Each record that follows should be repeated exactly, with no pictures carried over.

##############################

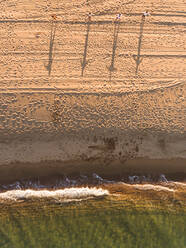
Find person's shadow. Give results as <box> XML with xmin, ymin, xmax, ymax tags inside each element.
<box><xmin>81</xmin><ymin>20</ymin><xmax>91</xmax><ymax>77</ymax></box>
<box><xmin>107</xmin><ymin>20</ymin><xmax>121</xmax><ymax>81</ymax></box>
<box><xmin>45</xmin><ymin>21</ymin><xmax>57</xmax><ymax>76</ymax></box>
<box><xmin>133</xmin><ymin>16</ymin><xmax>145</xmax><ymax>75</ymax></box>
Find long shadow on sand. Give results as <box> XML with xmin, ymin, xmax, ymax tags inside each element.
<box><xmin>107</xmin><ymin>20</ymin><xmax>121</xmax><ymax>81</ymax></box>
<box><xmin>45</xmin><ymin>21</ymin><xmax>57</xmax><ymax>76</ymax></box>
<box><xmin>81</xmin><ymin>21</ymin><xmax>91</xmax><ymax>77</ymax></box>
<box><xmin>133</xmin><ymin>16</ymin><xmax>145</xmax><ymax>75</ymax></box>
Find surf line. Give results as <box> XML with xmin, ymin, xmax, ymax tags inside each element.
<box><xmin>0</xmin><ymin>187</ymin><xmax>109</xmax><ymax>202</ymax></box>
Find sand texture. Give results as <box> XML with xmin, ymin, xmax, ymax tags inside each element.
<box><xmin>0</xmin><ymin>0</ymin><xmax>185</xmax><ymax>178</ymax></box>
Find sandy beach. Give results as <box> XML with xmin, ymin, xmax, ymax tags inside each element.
<box><xmin>0</xmin><ymin>0</ymin><xmax>185</xmax><ymax>181</ymax></box>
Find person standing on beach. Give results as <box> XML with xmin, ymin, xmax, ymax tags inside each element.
<box><xmin>51</xmin><ymin>14</ymin><xmax>57</xmax><ymax>20</ymax></box>
<box><xmin>142</xmin><ymin>10</ymin><xmax>150</xmax><ymax>17</ymax></box>
<box><xmin>88</xmin><ymin>12</ymin><xmax>92</xmax><ymax>22</ymax></box>
<box><xmin>116</xmin><ymin>13</ymin><xmax>122</xmax><ymax>21</ymax></box>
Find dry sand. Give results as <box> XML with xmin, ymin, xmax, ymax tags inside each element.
<box><xmin>0</xmin><ymin>0</ymin><xmax>185</xmax><ymax>181</ymax></box>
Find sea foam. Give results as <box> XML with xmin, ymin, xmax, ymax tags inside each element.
<box><xmin>0</xmin><ymin>187</ymin><xmax>109</xmax><ymax>202</ymax></box>
<box><xmin>121</xmin><ymin>183</ymin><xmax>175</xmax><ymax>192</ymax></box>
<box><xmin>133</xmin><ymin>184</ymin><xmax>175</xmax><ymax>192</ymax></box>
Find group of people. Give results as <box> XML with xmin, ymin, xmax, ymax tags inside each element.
<box><xmin>51</xmin><ymin>11</ymin><xmax>150</xmax><ymax>21</ymax></box>
<box><xmin>113</xmin><ymin>10</ymin><xmax>151</xmax><ymax>21</ymax></box>
<box><xmin>88</xmin><ymin>11</ymin><xmax>150</xmax><ymax>22</ymax></box>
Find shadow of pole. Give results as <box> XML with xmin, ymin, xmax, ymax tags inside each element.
<box><xmin>107</xmin><ymin>20</ymin><xmax>120</xmax><ymax>81</ymax></box>
<box><xmin>45</xmin><ymin>20</ymin><xmax>57</xmax><ymax>76</ymax></box>
<box><xmin>133</xmin><ymin>16</ymin><xmax>145</xmax><ymax>75</ymax></box>
<box><xmin>81</xmin><ymin>21</ymin><xmax>91</xmax><ymax>77</ymax></box>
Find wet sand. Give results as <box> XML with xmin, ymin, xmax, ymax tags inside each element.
<box><xmin>0</xmin><ymin>158</ymin><xmax>185</xmax><ymax>184</ymax></box>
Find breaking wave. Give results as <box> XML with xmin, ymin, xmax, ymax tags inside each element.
<box><xmin>0</xmin><ymin>173</ymin><xmax>185</xmax><ymax>205</ymax></box>
<box><xmin>132</xmin><ymin>184</ymin><xmax>175</xmax><ymax>192</ymax></box>
<box><xmin>0</xmin><ymin>187</ymin><xmax>109</xmax><ymax>202</ymax></box>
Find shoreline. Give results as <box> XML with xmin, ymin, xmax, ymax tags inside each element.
<box><xmin>0</xmin><ymin>158</ymin><xmax>185</xmax><ymax>184</ymax></box>
<box><xmin>0</xmin><ymin>181</ymin><xmax>185</xmax><ymax>213</ymax></box>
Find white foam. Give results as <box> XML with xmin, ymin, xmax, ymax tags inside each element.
<box><xmin>121</xmin><ymin>183</ymin><xmax>175</xmax><ymax>192</ymax></box>
<box><xmin>168</xmin><ymin>182</ymin><xmax>186</xmax><ymax>189</ymax></box>
<box><xmin>0</xmin><ymin>187</ymin><xmax>109</xmax><ymax>202</ymax></box>
<box><xmin>172</xmin><ymin>182</ymin><xmax>186</xmax><ymax>187</ymax></box>
<box><xmin>133</xmin><ymin>184</ymin><xmax>175</xmax><ymax>192</ymax></box>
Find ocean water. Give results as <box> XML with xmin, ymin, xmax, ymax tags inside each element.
<box><xmin>0</xmin><ymin>202</ymin><xmax>185</xmax><ymax>248</ymax></box>
<box><xmin>0</xmin><ymin>178</ymin><xmax>185</xmax><ymax>248</ymax></box>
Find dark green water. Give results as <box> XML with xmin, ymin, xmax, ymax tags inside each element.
<box><xmin>0</xmin><ymin>201</ymin><xmax>185</xmax><ymax>248</ymax></box>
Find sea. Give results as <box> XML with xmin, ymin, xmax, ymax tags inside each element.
<box><xmin>0</xmin><ymin>174</ymin><xmax>185</xmax><ymax>247</ymax></box>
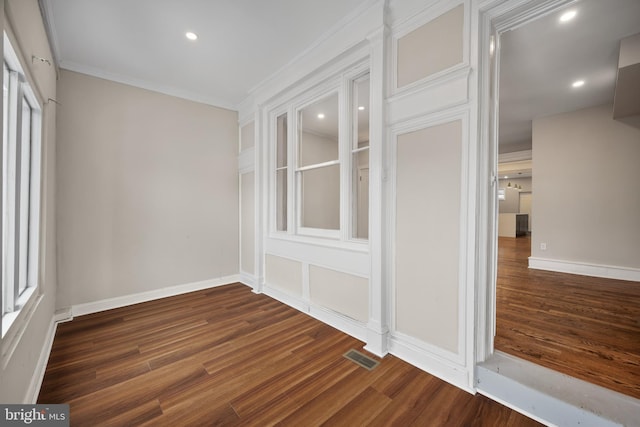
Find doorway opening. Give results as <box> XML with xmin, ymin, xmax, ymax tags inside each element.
<box><xmin>483</xmin><ymin>0</ymin><xmax>640</xmax><ymax>404</ymax></box>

##############################

Solved exercise —
Find person's shadow. Give results as <box> XML with xmin, ymin, xmax, ymax tags inside each element.
<box><xmin>81</xmin><ymin>20</ymin><xmax>91</xmax><ymax>77</ymax></box>
<box><xmin>107</xmin><ymin>20</ymin><xmax>121</xmax><ymax>81</ymax></box>
<box><xmin>45</xmin><ymin>21</ymin><xmax>57</xmax><ymax>76</ymax></box>
<box><xmin>133</xmin><ymin>16</ymin><xmax>145</xmax><ymax>75</ymax></box>
Find long shadow on sand. Give results as <box> XML with xmin, ymin, xmax, ymax tags inside each element.
<box><xmin>107</xmin><ymin>20</ymin><xmax>121</xmax><ymax>81</ymax></box>
<box><xmin>45</xmin><ymin>21</ymin><xmax>57</xmax><ymax>76</ymax></box>
<box><xmin>81</xmin><ymin>21</ymin><xmax>91</xmax><ymax>77</ymax></box>
<box><xmin>133</xmin><ymin>16</ymin><xmax>145</xmax><ymax>75</ymax></box>
Find surf line. Give results as <box> XML with xmin, ymin, xmax, ymax tags inside each element.
<box><xmin>0</xmin><ymin>187</ymin><xmax>109</xmax><ymax>202</ymax></box>
Find sand texture. Give results as <box> XML with xmin, ymin, xmax, ymax tags inside each element.
<box><xmin>0</xmin><ymin>0</ymin><xmax>185</xmax><ymax>178</ymax></box>
Find sandy beach. Give results as <box> XML with xmin, ymin, xmax, ymax tags inside each element.
<box><xmin>0</xmin><ymin>0</ymin><xmax>185</xmax><ymax>181</ymax></box>
Find person standing on beach. Give results as <box> XML with xmin, ymin, xmax, ymax tags inside each element.
<box><xmin>51</xmin><ymin>14</ymin><xmax>57</xmax><ymax>20</ymax></box>
<box><xmin>142</xmin><ymin>10</ymin><xmax>150</xmax><ymax>17</ymax></box>
<box><xmin>88</xmin><ymin>12</ymin><xmax>92</xmax><ymax>22</ymax></box>
<box><xmin>116</xmin><ymin>13</ymin><xmax>122</xmax><ymax>21</ymax></box>
Find dry sand. Give results as <box> XML with xmin, ymin, xmax, ymax tags inside each element.
<box><xmin>0</xmin><ymin>0</ymin><xmax>185</xmax><ymax>181</ymax></box>
Find sea foam. Give results as <box> XML with xmin, ymin, xmax, ymax tags inside each element.
<box><xmin>0</xmin><ymin>187</ymin><xmax>109</xmax><ymax>202</ymax></box>
<box><xmin>121</xmin><ymin>183</ymin><xmax>175</xmax><ymax>192</ymax></box>
<box><xmin>133</xmin><ymin>184</ymin><xmax>175</xmax><ymax>192</ymax></box>
Find group of people. Give results as <box> XML with xmin, ymin, xmax, ymax tags inside each element.
<box><xmin>51</xmin><ymin>11</ymin><xmax>150</xmax><ymax>21</ymax></box>
<box><xmin>113</xmin><ymin>10</ymin><xmax>151</xmax><ymax>21</ymax></box>
<box><xmin>88</xmin><ymin>11</ymin><xmax>150</xmax><ymax>22</ymax></box>
Find shadow of pole. Give results as <box> XML with xmin, ymin, xmax, ymax tags inside each element.
<box><xmin>107</xmin><ymin>20</ymin><xmax>120</xmax><ymax>81</ymax></box>
<box><xmin>45</xmin><ymin>20</ymin><xmax>57</xmax><ymax>76</ymax></box>
<box><xmin>133</xmin><ymin>16</ymin><xmax>145</xmax><ymax>75</ymax></box>
<box><xmin>81</xmin><ymin>21</ymin><xmax>91</xmax><ymax>77</ymax></box>
Find wet sand. Give results as <box> XML with xmin, ymin, xmax, ymax tags inside each element.
<box><xmin>0</xmin><ymin>158</ymin><xmax>185</xmax><ymax>184</ymax></box>
Find breaking wave. Give results as <box> XML with xmin, ymin, xmax, ymax tags inside each element.
<box><xmin>0</xmin><ymin>173</ymin><xmax>185</xmax><ymax>205</ymax></box>
<box><xmin>132</xmin><ymin>184</ymin><xmax>175</xmax><ymax>192</ymax></box>
<box><xmin>0</xmin><ymin>187</ymin><xmax>109</xmax><ymax>202</ymax></box>
Find shoreline. Give results as <box> XML with xmin, ymin, xmax, ymax tags inside each element.
<box><xmin>0</xmin><ymin>158</ymin><xmax>185</xmax><ymax>184</ymax></box>
<box><xmin>0</xmin><ymin>181</ymin><xmax>185</xmax><ymax>213</ymax></box>
Find white foam. Give results as <box> XML with xmin, ymin, xmax, ymax tags inside each element.
<box><xmin>121</xmin><ymin>183</ymin><xmax>175</xmax><ymax>192</ymax></box>
<box><xmin>168</xmin><ymin>182</ymin><xmax>186</xmax><ymax>189</ymax></box>
<box><xmin>0</xmin><ymin>187</ymin><xmax>109</xmax><ymax>202</ymax></box>
<box><xmin>172</xmin><ymin>182</ymin><xmax>186</xmax><ymax>187</ymax></box>
<box><xmin>133</xmin><ymin>184</ymin><xmax>175</xmax><ymax>192</ymax></box>
Find ocean water. Give results as <box> XML with xmin, ymin, xmax, ymax tags inside each element.
<box><xmin>0</xmin><ymin>202</ymin><xmax>185</xmax><ymax>248</ymax></box>
<box><xmin>0</xmin><ymin>178</ymin><xmax>185</xmax><ymax>248</ymax></box>
Find dark green water. Give results as <box> XML with xmin, ymin, xmax, ymax tags inside each element.
<box><xmin>0</xmin><ymin>201</ymin><xmax>185</xmax><ymax>248</ymax></box>
Find sea. Give results as <box> XML with xmin, ymin, xmax, ymax tags inside each element.
<box><xmin>0</xmin><ymin>174</ymin><xmax>185</xmax><ymax>247</ymax></box>
Find doorway opening. Give results as <box> XML with xmin, ymin, xmax, ymax tags inside each element.
<box><xmin>483</xmin><ymin>0</ymin><xmax>640</xmax><ymax>404</ymax></box>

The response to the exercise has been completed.